Texto do documento:
Seja nos jornais ou em conferências de profissionais da área da saúde e da educação, brincar é um tema na ordem do dia. David Elkind, um investigador norte-americano desta temática, alerta que eliminar a brincadeira livre ou programar a vida das crianças com atividades organizadas leva a elevados riscos futuros para a sua saúde, sucesso e felicidade.

Pensemos no Gaspar, um menino de olhos que brilham de vida, ele fervilha de energia quando sai da escola. Chega a casa, toma um lanche rápido e salta para a rua para brincar, correr, andar de bicicleta e ter aventuras com os amigos do bairro. Muitas vezes não leva os trabalhos de casa feitos para a escola, não é o melhor aluno, mas a sua alegria, destreza motora e autonomia são evidentes.

Já o Tiago, que sabemos ter um olhar cheio de energia também, embora nem sempre o consigamos ver, quando sai da escola vai para a explicação e aos fins de semana tem algum reforço para se preparar para os testes. A seguir tem de continuar a estudar mais um pouco, para praticar e compensar as dificuldades que sente. Às vezes também não leva os trabalhos de casa feitos para a escola, porque os esconde. Não é o melhor aluno e diz que o que mais desejava era poder passar os dias a correr e a brincar.

As famílias, quando tomam a decisão de deixar os filhos agir mais de uma maneira ou de outra, estão claramente a pensar no melhor para os seus filhos. No entanto, qualquer das posições pode ser alvo fácil de crítica, pela pressão social entre pais. Nos últimos anos, a sociedade passou a prescrever que atividades organizadas, como o desporto, são essenciais para a criança aprender competências sociais e motoras, e que as atividades mais ligadas às artes são fundamentais para o desenvolvimento da criatividade e da expressão pessoal.

Trabalho pedido:
No texto sobre a brincadeira das crianças, indique todas as atividades que o Gaspar vai fazer quando salta para a rua depois do lanche. Os registos apresentados a seguir são material à parte, sem ligação ao texto.

Registos fornecidos:
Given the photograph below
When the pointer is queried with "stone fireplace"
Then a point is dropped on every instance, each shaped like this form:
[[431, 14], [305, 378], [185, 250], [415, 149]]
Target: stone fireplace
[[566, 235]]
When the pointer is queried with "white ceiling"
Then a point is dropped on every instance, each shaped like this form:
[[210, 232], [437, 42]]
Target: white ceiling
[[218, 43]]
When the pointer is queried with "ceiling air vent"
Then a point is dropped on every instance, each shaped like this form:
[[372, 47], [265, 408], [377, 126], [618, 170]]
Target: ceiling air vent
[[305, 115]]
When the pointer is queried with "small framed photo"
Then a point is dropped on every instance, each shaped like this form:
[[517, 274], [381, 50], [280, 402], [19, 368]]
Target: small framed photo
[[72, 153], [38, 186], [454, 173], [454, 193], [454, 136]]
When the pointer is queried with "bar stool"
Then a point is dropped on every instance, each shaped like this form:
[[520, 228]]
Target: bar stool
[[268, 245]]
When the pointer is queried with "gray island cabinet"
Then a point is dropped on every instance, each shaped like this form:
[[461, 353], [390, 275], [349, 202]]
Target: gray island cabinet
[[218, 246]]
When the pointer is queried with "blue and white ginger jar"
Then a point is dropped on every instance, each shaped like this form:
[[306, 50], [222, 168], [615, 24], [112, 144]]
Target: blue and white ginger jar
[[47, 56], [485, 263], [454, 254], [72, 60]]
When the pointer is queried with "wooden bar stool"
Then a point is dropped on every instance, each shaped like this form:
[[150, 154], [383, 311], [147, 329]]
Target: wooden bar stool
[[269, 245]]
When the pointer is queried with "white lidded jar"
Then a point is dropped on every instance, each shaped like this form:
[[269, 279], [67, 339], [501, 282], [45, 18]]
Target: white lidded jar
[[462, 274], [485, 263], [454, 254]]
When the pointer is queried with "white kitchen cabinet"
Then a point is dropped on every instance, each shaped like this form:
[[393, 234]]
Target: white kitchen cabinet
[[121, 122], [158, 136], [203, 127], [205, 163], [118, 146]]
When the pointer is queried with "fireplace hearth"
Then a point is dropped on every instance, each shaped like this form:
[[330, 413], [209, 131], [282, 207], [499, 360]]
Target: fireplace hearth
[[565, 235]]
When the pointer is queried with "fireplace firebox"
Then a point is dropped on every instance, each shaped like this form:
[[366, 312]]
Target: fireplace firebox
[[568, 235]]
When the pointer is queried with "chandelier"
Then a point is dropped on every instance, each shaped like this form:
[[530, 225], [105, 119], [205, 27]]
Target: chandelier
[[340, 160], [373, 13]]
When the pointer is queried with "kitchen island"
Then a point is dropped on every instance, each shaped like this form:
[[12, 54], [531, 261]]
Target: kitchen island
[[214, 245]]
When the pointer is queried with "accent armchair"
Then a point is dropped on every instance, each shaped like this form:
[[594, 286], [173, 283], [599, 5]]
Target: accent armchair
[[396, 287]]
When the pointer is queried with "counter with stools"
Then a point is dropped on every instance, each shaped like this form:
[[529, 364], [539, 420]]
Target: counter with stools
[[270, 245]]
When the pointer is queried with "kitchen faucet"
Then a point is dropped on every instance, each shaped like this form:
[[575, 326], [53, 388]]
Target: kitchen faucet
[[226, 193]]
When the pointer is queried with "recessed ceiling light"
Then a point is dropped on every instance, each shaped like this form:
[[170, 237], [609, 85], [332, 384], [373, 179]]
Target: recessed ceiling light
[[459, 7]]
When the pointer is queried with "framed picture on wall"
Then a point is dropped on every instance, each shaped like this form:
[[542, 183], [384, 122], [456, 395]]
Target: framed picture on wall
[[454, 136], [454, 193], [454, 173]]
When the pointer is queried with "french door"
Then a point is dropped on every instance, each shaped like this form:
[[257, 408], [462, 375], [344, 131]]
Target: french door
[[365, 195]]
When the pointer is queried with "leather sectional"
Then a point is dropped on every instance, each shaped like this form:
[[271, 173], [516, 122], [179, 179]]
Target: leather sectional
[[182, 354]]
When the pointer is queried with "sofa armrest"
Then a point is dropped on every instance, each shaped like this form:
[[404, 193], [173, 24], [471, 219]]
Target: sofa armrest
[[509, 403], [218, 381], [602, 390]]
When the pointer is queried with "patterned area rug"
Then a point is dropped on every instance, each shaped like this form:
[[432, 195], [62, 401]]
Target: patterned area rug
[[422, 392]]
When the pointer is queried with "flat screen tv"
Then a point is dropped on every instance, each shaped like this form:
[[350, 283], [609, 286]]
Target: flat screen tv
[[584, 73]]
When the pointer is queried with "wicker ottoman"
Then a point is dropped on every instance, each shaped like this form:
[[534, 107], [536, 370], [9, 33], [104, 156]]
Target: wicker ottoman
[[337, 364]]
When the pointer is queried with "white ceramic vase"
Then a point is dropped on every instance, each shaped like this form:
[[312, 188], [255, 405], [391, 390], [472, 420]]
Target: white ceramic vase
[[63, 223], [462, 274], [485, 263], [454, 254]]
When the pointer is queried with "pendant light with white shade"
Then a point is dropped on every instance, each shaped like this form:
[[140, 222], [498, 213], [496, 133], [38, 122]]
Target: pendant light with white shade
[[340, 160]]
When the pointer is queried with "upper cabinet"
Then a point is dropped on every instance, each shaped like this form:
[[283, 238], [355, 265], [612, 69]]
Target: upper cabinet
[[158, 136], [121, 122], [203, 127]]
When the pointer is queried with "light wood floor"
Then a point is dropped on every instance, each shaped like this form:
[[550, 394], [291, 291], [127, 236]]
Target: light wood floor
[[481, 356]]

Resultado do exercício:
- brincar
- correr
- andar de bicicleta
- ter aventuras com os amigos do bairro